* _Texte fourni_
Sandra Sassine et Marie-Ève Marleau se sont croisées toute l'année dans leur appartement du Plateau-Mont-Royal.

Pendant que l'une revenait d'une Coupe du monde d'escrime, l'autre partait pour un Grand Prix de plongeon. Cet été, les deux colocataires bouclent leurs valises et ferment leurs sacs de sport pour la même destination: Pékin. Récit d'une amitié née du même rêve olympique.

Sassine et Marleau se connaissaient de vue lorsqu'elles se sont croisées avant un vol Francfort-Montréal au printemps 2004. Marie-Ève côtoyait le copain de Sandra, un bon ami de son frère. À cette époque, les deux jeunes athlètes tentaient de se qualifier pour les Jeux olympiques d'Athènes. Elles ont fraternisé en discutant de leur quête olympique mutuelle, qui s'annonçait difficile.

Comme de fait, les deux ont raté leur coup de justesse. Sassine, une escrimeuse, avait répondu aux exigences de la Fédération internationale, mais pas à celles, plus strictes, du Comité olympique canadien. Marleau, une plongeuse, avait fini troisième des sélections derrière Émilie Heymans et Myriam Boileau. Seules les deux premières passaient.

Immenses déceptions que Sassine et Marleau ont pu partager quelques semaines plus tard lors d'une rencontre fortuite à la clinique de physiothérapie du Complexe sportif Claude-Robillard. «On s'est dit: OK, on se voit tout l'été et on braille devant les Jeux!» relate Sassine, mi-sérieuse mi blagueuse. «Au début, on se sentait pas mal poches»

Cette destinée commune les a rapidement unies. Elles sont allées à la plage, au cinéma, ont frappé des balles de golf ensemble. «On est devenues les meilleures amies du monde», résume Sassine.

«La connexion s'est faite très vite, renchérit Marleau. Quand quelqu'un vit la même chose que toi, tu te sens moins seule, ajoute Marleau. Ça aide à faire passer la pilule et à continuer un autre quatre ans.»

Première motivation à poursuivre leur carrière respective: une participation aux Championnats du monde universitaires d'Izmir, en Turquie, à l'été 2005. «Sandra était toujours avec moi, raconte Marleau. Son épreuve avait lieu très tôt et elle est venue voir mes compétitions et en profitait pour se faire bronzer sur le bord de la piscine. Après les championnats, on est restées 10 jours en vacances en Turquie.»

Données recueillies:
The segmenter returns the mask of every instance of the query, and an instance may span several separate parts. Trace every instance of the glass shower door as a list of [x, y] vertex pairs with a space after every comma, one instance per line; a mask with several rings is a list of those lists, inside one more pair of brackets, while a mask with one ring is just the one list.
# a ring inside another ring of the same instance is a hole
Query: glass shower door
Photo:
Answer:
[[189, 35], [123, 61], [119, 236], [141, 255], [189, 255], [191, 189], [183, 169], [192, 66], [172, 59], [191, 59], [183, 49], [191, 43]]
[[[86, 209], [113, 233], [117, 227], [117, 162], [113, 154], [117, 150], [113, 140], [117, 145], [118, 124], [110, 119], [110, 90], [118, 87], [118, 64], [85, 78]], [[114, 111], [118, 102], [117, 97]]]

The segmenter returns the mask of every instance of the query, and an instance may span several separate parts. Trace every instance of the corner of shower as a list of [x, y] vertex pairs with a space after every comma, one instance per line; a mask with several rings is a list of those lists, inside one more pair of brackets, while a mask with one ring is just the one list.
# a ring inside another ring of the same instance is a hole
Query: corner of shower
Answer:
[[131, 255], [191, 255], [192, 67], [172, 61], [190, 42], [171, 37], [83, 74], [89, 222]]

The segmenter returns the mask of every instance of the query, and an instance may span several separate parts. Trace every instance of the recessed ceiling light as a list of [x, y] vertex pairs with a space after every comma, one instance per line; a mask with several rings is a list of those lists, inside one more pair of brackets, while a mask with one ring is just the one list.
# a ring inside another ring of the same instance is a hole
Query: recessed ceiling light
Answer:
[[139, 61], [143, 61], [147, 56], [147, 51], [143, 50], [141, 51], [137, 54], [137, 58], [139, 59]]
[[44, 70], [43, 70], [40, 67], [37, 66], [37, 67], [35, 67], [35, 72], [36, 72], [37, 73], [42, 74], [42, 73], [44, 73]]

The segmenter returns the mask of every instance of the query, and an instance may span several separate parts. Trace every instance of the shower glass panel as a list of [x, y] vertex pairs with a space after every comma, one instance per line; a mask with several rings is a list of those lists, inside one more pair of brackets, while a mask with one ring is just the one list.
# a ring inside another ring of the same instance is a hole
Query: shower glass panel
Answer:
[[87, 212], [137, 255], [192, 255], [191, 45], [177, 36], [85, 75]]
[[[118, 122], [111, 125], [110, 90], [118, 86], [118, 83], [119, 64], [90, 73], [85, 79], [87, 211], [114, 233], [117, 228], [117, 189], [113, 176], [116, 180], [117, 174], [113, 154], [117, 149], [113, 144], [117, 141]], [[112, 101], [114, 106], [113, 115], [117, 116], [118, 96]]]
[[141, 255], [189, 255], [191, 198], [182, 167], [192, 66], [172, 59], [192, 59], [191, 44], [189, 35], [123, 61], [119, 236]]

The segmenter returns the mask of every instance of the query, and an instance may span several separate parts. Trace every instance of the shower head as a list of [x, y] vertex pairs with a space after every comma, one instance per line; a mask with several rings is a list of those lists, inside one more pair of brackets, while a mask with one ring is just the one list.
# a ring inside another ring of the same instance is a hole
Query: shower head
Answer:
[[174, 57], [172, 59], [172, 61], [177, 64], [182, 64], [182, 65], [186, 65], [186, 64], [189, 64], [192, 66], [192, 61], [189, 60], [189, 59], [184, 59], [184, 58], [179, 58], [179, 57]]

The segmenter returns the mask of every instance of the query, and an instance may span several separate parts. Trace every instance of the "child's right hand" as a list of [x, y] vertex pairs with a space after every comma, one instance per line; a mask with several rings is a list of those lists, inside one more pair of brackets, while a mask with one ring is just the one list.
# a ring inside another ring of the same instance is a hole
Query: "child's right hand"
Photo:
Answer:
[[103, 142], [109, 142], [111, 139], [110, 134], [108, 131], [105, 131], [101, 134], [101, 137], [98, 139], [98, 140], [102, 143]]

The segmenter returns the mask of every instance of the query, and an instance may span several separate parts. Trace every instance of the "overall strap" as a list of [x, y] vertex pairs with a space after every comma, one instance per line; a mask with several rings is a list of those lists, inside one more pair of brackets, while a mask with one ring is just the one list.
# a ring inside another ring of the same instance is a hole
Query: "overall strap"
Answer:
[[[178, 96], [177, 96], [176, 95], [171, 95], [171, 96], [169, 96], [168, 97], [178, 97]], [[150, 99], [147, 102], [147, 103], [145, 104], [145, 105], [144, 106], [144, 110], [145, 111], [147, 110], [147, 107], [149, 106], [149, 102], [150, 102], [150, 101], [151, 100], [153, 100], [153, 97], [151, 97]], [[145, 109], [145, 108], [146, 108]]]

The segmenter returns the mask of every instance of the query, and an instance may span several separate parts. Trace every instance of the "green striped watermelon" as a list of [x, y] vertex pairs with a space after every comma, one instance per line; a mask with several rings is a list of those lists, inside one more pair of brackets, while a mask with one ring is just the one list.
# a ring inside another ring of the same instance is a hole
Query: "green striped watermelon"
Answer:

* _Exercice 1_
Dans l'article sur Sandra Sassine et Marie-Ève Marleau, où les deux athlètes se sont-elles rencontrées par hasard quelques semaines après le vol Francfort-Montréal ?
* _Exercice 2_
Relevez toutes les personnes désignées par leur nom dans l'article sur Sandra Sassine et Marie-Ève Marleau.
* _Exercice 3_
Rédigez la suite de l'article sur l'amitié entre Sandra Sassine et Marie-Ève Marleau, à partir de sa dernière phrase.
Ces lignes n'interviennent pas dans ce travail.

* _Votre réponse 1_
À la clinique de physiothérapie du Complexe sportif Claude-Robillard.

* _Votre réponse 2_
Sandra Sassine, Marie-Ève Marleau, Émilie Heymans, Myriam Boileau

* _Votre réponse 3_
À l'été 2006, par un coup chance, Sassine et Marleau ont déniché un «appart de rêve» rue Duluth et y ont emménagé avec le copain de Sandra.

À l'été 2007, les parcours sportifs des nouvelles colocataires se sont de nouveaux croisés aux Jeux panaméricains de Rio de Janeiro. En compagnie de Heymans, Marleau y a défendu avec succès son titre à la tour de 10 m synchronisé. Sassine y a cueilli le bronze à l'épreuve de sabre.

Marleau souligne les avantages de côtoyer quotidiennement une athlète de son niveau. «Tu vois une athlète d'un autre sport qui vit exactement la même chose que toi: les joies, les peines, les succès, les échecs, les sacrifices, les études reportées, etc. Ça allège les choses», note l'ancienne gymnaste membre de l'équipe nationale junior.

En revanche, la synchronie n'y est pas tout le temps. Sassine s'est toujours qualifiée avant Marleau dans les équipes canadiennes. Ce fut encore une fois le cas pour les JO de Pékin. Marleau se souvient avoir eu le coeur gros lorsqu'elle est allée accueillir sa copine à l'aéroport après la confirmation de sa sélection. «Je pleurais, j'étais vraiment émotive, confie-t-elle. Elle, c'était fait. De mon côté, je ne savais pas. Peut-être que ça ne marcherait pas?»

Sassine était en compétition à Las Vegas lorsqu'elle a appris que Marleau s'était qualifiée par l'infime marge de 0,75 point aux sélections olympiques de Victoria, en juin.

L'appel qui a suivi a été hautement émotif. «Pendant cinq minutes, on n'a pas dit un mot. On a pleuré de joie au téléphone», raconte Sassine en montrant les frissons qui s'emparent de ses bras.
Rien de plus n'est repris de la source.